- [Provided material]
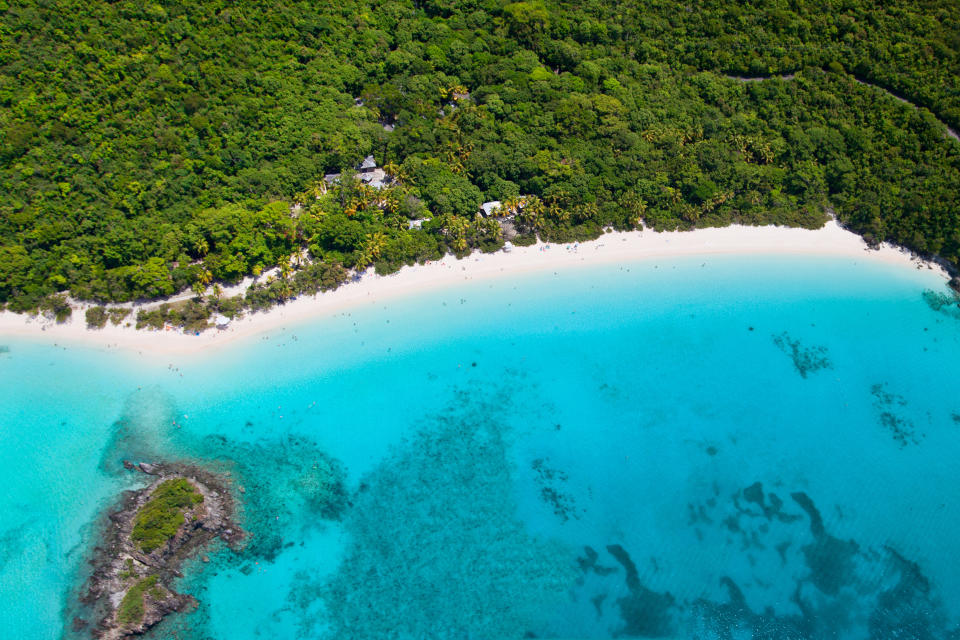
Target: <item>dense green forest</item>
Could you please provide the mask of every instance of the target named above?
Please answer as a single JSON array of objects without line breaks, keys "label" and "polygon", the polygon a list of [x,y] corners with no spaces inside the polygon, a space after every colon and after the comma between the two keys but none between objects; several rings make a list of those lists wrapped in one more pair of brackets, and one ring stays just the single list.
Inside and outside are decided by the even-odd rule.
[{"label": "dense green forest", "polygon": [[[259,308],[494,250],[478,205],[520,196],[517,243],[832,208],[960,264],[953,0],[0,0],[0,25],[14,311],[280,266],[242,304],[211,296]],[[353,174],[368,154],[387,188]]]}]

==

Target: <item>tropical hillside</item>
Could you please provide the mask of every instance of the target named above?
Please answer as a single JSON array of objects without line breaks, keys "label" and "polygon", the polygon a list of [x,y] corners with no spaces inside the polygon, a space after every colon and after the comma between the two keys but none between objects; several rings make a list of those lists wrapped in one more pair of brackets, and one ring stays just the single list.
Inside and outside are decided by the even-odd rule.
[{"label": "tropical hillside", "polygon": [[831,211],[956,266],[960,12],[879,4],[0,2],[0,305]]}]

---

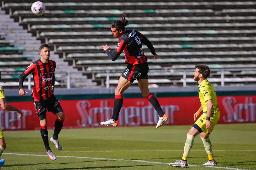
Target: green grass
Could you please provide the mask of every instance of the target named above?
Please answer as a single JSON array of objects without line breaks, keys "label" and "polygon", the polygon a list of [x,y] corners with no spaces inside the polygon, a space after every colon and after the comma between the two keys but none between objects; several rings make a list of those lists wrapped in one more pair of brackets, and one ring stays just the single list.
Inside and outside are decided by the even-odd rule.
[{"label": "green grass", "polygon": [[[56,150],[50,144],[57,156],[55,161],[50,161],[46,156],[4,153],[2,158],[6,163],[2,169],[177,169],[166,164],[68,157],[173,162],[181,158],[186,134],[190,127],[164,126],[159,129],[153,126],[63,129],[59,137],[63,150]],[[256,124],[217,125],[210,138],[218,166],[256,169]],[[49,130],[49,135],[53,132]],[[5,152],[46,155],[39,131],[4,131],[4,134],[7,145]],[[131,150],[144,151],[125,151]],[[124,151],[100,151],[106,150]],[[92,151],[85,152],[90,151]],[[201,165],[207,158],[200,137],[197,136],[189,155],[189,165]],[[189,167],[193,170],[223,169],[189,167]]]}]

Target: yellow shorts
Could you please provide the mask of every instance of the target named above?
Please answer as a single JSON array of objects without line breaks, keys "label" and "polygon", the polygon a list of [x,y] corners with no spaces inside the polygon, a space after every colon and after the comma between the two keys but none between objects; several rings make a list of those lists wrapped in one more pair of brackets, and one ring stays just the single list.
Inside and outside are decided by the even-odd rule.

- [Exercise brief] Report each line above that contains the string "item", copying every such line in full and unchanged.

- [Finished answer]
Target: <item>dense green forest</item>
Target: <item>tropical hillside</item>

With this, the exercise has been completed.